• _AIM OF THE TASK_
Report the count of lines containing the word "young" in the entries below, and nothing more.

• _EXERCISE INPUT_
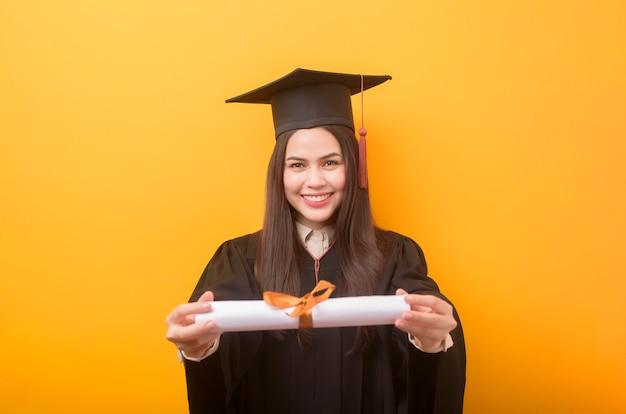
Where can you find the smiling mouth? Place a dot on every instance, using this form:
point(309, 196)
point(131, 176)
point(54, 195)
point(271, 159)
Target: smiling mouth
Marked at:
point(316, 198)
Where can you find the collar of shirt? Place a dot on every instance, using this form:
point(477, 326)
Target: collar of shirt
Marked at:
point(316, 241)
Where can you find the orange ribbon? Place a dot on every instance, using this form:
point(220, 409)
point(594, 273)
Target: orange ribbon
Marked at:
point(303, 305)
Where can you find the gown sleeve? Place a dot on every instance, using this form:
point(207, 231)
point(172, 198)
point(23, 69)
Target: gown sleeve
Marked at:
point(435, 382)
point(229, 275)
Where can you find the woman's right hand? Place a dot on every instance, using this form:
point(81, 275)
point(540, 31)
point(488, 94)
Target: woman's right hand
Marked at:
point(194, 339)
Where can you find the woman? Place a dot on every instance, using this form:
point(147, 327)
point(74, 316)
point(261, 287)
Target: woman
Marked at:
point(318, 226)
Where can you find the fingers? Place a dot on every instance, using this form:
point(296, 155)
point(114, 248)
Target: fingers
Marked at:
point(429, 320)
point(184, 332)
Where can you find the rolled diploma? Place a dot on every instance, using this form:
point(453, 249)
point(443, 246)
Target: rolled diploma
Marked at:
point(256, 315)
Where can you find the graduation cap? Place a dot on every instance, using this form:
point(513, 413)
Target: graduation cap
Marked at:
point(309, 98)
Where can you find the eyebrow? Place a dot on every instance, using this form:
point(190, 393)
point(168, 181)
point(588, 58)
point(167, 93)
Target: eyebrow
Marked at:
point(324, 157)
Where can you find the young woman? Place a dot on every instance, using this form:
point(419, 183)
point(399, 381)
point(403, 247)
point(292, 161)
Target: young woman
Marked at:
point(318, 226)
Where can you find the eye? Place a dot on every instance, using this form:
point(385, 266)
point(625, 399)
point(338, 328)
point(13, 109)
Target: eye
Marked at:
point(332, 163)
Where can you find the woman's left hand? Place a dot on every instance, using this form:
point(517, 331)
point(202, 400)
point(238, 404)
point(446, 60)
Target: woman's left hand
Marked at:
point(429, 321)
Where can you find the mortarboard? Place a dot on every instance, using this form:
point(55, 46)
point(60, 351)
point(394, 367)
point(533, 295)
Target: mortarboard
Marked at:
point(308, 98)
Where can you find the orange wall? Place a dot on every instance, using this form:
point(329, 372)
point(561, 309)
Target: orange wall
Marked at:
point(499, 145)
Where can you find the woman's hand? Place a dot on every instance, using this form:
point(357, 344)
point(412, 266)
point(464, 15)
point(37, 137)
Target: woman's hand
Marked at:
point(429, 321)
point(194, 339)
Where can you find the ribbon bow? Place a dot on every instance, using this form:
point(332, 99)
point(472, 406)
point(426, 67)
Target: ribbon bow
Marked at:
point(303, 305)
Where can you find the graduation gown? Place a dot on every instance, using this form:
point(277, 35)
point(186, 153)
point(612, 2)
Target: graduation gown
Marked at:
point(253, 372)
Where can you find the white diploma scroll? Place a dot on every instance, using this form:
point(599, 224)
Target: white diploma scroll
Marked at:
point(257, 315)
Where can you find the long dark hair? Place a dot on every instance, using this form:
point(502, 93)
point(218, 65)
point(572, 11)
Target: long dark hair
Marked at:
point(360, 243)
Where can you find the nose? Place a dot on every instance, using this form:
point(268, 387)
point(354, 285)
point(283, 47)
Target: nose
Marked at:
point(315, 178)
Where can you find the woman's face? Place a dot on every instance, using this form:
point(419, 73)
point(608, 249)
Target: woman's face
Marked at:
point(314, 176)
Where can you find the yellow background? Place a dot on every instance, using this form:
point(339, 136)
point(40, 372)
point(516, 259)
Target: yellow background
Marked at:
point(500, 146)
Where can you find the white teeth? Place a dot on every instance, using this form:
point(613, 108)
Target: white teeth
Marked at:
point(316, 199)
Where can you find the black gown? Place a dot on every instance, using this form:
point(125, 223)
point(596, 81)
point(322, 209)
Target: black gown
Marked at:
point(253, 372)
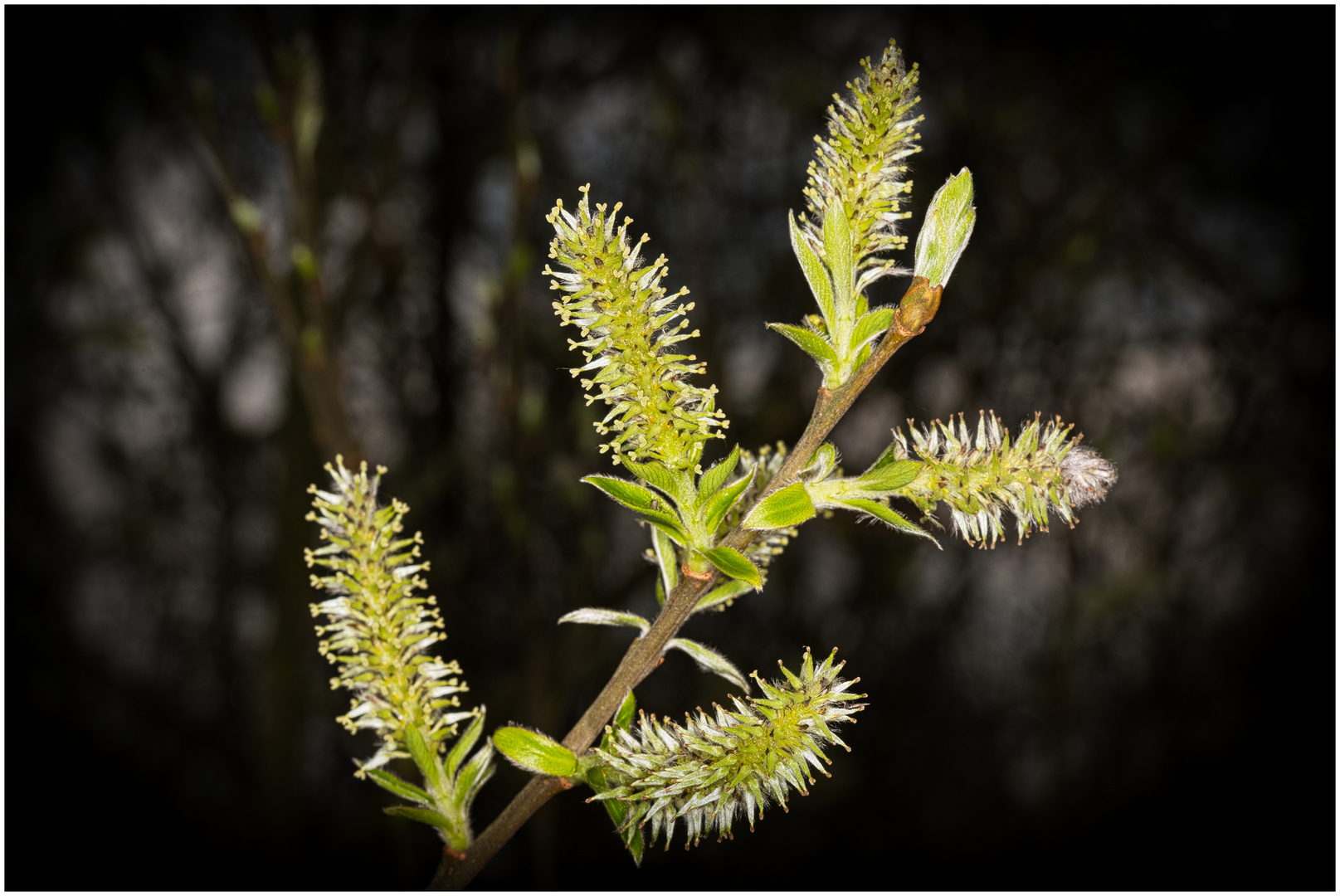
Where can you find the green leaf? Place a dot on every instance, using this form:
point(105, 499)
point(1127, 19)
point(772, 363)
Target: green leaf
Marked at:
point(462, 745)
point(869, 327)
point(946, 229)
point(630, 494)
point(623, 718)
point(886, 514)
point(402, 789)
point(821, 462)
point(424, 756)
point(721, 593)
point(633, 840)
point(717, 475)
point(709, 660)
point(425, 816)
point(734, 564)
point(673, 532)
point(655, 475)
point(535, 752)
point(473, 776)
point(602, 616)
point(719, 505)
point(634, 497)
point(782, 508)
point(666, 560)
point(815, 272)
point(841, 259)
point(890, 475)
point(810, 342)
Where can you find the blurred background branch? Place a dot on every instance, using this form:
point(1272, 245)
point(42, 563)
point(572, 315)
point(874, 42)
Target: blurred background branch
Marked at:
point(261, 237)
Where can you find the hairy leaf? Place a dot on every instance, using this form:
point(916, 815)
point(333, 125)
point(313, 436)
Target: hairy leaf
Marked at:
point(402, 789)
point(719, 505)
point(655, 475)
point(869, 327)
point(535, 752)
point(425, 816)
point(666, 560)
point(634, 497)
point(890, 475)
point(810, 342)
point(782, 508)
point(623, 718)
point(734, 564)
point(473, 776)
point(719, 475)
point(721, 593)
point(886, 514)
point(462, 745)
point(814, 268)
point(839, 255)
point(709, 660)
point(602, 616)
point(424, 757)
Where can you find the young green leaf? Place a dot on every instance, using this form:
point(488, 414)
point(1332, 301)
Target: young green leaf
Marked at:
point(623, 718)
point(717, 475)
point(425, 816)
point(630, 494)
point(424, 757)
point(673, 532)
point(946, 229)
point(654, 475)
point(719, 505)
point(734, 564)
point(782, 508)
point(721, 593)
point(810, 342)
point(821, 464)
point(402, 789)
point(462, 745)
point(869, 327)
point(666, 560)
point(890, 475)
point(473, 776)
point(631, 836)
point(814, 268)
point(602, 616)
point(839, 255)
point(709, 660)
point(634, 497)
point(889, 516)
point(535, 752)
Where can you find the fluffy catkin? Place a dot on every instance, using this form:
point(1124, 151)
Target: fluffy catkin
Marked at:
point(723, 765)
point(982, 479)
point(862, 163)
point(378, 630)
point(629, 337)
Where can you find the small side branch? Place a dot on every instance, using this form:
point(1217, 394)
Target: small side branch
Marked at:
point(644, 655)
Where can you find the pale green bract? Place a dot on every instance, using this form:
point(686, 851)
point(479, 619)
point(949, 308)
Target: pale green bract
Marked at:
point(948, 226)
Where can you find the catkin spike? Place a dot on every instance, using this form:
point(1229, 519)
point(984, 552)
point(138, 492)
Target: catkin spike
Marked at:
point(712, 771)
point(629, 338)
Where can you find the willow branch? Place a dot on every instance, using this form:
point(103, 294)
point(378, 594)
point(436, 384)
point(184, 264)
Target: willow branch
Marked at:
point(645, 654)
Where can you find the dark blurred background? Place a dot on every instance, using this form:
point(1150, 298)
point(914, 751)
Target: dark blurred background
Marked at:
point(1146, 701)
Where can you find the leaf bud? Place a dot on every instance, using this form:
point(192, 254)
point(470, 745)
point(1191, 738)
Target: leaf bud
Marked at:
point(948, 226)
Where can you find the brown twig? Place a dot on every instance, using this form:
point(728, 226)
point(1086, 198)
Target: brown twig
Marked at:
point(919, 305)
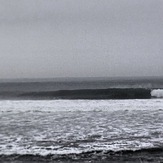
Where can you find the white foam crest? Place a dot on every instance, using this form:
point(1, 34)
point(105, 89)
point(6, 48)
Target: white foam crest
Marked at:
point(78, 105)
point(157, 93)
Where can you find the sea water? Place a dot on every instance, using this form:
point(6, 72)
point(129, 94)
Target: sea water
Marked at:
point(79, 130)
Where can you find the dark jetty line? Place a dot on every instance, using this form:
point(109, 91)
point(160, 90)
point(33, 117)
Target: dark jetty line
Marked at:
point(114, 93)
point(99, 156)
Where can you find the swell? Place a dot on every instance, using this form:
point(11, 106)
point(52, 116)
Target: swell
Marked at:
point(111, 93)
point(151, 155)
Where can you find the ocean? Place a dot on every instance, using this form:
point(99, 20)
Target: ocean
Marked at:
point(81, 120)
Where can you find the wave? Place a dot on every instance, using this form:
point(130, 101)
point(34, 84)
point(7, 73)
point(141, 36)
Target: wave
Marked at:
point(147, 154)
point(157, 93)
point(111, 93)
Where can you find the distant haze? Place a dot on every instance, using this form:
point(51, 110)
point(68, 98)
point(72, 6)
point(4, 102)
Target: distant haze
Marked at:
point(81, 38)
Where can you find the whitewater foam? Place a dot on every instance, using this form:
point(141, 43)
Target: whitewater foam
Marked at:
point(158, 93)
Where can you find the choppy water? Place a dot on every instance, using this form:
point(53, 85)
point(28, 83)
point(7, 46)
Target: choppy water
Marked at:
point(63, 127)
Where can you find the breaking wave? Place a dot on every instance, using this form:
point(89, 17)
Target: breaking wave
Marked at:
point(157, 93)
point(151, 154)
point(111, 93)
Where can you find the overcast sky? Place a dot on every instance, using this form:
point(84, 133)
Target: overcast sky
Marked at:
point(81, 38)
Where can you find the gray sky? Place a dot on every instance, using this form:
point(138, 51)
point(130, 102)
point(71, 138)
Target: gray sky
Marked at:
point(81, 38)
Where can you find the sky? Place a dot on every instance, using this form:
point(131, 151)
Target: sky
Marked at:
point(81, 38)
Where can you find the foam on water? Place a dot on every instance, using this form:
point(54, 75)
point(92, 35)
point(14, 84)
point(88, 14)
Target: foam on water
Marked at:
point(157, 93)
point(77, 126)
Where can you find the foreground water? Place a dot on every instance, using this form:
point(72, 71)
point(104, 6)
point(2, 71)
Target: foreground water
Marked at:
point(75, 130)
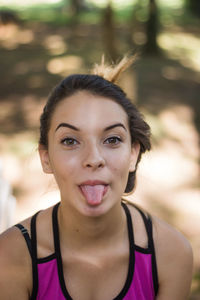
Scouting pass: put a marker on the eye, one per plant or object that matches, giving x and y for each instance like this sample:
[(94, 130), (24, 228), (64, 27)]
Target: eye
[(113, 140), (69, 142)]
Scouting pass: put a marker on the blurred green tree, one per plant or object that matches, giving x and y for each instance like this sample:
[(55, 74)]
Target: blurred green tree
[(194, 6)]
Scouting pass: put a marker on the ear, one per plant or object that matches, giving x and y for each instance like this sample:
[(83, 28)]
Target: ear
[(135, 150), (44, 158)]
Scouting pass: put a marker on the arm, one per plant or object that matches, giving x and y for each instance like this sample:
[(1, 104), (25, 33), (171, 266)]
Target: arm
[(174, 261), (15, 267)]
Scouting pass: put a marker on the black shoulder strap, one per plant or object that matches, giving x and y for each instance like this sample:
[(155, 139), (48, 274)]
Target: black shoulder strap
[(34, 256), (26, 236), (148, 226)]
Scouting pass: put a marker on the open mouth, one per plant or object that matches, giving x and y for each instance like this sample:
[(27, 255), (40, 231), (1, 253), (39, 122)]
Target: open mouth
[(94, 193)]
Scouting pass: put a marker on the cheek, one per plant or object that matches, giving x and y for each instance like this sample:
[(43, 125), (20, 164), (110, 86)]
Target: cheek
[(63, 165), (120, 166)]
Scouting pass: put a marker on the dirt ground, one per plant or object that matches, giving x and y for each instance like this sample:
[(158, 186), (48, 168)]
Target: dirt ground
[(34, 57)]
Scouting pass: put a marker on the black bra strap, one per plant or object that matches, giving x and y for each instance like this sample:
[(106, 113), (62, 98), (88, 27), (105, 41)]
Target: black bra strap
[(34, 256), (148, 225), (130, 225), (26, 236)]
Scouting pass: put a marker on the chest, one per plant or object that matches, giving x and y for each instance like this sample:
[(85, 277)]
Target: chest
[(95, 277)]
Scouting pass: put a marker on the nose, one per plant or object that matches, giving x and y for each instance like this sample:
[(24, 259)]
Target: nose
[(93, 158)]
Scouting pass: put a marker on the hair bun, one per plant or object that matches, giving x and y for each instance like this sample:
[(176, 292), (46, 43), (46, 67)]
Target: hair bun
[(113, 71)]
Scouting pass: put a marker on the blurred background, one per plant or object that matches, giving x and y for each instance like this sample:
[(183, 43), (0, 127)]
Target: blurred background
[(41, 41)]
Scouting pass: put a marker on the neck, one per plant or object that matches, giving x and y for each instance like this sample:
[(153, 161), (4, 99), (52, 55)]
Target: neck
[(76, 229)]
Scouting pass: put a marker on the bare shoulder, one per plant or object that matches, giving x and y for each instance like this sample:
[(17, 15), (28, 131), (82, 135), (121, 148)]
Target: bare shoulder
[(174, 258), (15, 262), (174, 261)]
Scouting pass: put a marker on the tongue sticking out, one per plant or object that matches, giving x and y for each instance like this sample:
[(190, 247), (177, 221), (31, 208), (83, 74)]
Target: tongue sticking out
[(93, 193)]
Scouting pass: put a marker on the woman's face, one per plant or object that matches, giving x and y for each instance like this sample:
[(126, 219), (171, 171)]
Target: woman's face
[(89, 152)]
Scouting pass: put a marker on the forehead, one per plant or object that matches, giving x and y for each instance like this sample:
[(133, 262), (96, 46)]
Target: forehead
[(84, 108)]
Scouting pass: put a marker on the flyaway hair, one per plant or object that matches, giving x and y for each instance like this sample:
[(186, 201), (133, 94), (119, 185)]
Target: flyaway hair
[(112, 72)]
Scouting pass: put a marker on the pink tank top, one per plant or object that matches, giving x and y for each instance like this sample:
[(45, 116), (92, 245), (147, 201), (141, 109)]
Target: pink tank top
[(48, 279)]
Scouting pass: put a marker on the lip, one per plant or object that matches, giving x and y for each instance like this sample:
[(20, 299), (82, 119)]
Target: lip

• _RESPONSE_
4